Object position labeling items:
※

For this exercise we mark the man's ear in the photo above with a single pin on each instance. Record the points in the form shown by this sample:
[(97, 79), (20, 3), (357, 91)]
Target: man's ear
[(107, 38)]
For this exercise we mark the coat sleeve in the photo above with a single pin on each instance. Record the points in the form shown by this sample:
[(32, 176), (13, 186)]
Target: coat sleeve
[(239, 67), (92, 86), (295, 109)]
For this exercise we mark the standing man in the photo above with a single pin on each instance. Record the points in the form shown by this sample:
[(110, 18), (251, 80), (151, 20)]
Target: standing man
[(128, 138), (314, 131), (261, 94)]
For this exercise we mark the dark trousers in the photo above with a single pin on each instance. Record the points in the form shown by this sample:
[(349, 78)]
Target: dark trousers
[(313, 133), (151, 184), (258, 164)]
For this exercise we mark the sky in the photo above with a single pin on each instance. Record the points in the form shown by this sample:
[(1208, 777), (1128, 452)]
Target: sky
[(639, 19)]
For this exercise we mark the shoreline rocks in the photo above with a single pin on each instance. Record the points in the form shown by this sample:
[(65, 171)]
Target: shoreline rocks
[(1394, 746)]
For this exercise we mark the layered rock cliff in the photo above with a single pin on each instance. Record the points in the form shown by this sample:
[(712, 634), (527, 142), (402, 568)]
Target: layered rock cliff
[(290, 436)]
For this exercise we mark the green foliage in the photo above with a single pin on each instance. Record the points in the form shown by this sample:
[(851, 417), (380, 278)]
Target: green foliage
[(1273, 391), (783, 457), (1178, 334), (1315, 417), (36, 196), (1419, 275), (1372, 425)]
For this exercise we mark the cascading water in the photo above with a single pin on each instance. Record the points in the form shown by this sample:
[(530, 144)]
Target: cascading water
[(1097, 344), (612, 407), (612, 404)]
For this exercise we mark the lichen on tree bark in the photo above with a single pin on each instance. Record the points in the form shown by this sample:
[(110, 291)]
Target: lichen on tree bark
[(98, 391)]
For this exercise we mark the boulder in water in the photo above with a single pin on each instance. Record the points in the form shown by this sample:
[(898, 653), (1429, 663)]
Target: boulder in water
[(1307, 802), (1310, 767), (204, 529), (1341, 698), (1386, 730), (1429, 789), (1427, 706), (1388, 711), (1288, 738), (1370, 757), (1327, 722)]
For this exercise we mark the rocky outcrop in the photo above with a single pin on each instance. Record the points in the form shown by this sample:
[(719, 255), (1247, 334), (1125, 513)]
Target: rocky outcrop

※

TO DO: Edit the lines starting at the one containing "For this exercise we mark the dark" and ending after the one containing "757), (1327, 722)]": swap every "pin" for "marker" and leave all else as it stands.

TASK SOLUTION:
For this exercise we mark the dark trousers in the photo above with a single marker on each instance. Record the points in the form shown by this sample:
[(349, 78)]
Target: dark trousers
[(313, 133), (151, 184), (258, 164)]
For this exercise we mark the sky in the photo above with a single marker on each instance. Record the points in the form shown by this sample:
[(1208, 777), (1128, 452)]
Target: sky
[(639, 19)]
For this exercise we mark the shoreline rocks in the photo above with a single marker on each instance. Record the points in the form shown by this sample:
[(65, 171)]
Target: shoreline rocks
[(1394, 746)]
For this exercise we mark the layered rock cliff in the photo above with a single marker on each instance. Record the points in the form shown by this sample:
[(712, 634), (527, 142), (402, 568)]
Target: layered rock cliff
[(290, 436)]
For this exercise we mark the green foliage in the photo above with a single marker on each instance. Record the points in the form shown by this sample:
[(851, 417), (380, 278)]
Target: green foliage
[(1273, 391), (783, 457), (1178, 334), (1315, 417), (36, 196), (1419, 275), (1372, 425)]
For this exercise we mark the cascading water in the photo above with a single marker on each instance. Record the points in the form shown by this sample:
[(530, 144)]
Target: cascading water
[(1097, 344), (612, 407), (612, 404)]
For this exercise we mark the lichen on tree bark in the photo above with a single marker on each instance. Record the points in the form shown by this sample:
[(110, 291)]
Target: lichen on tree bark
[(98, 391)]
For this exercise we mark the boulder in water in the photo above with a single marker on each instance. Record the points in the form shown by this sample:
[(898, 653), (1429, 663)]
Target: boulder in water
[(1307, 802), (1310, 767), (204, 529), (1341, 698), (1386, 730), (1429, 789), (1427, 706), (1388, 711), (1288, 738), (1370, 757), (1327, 722)]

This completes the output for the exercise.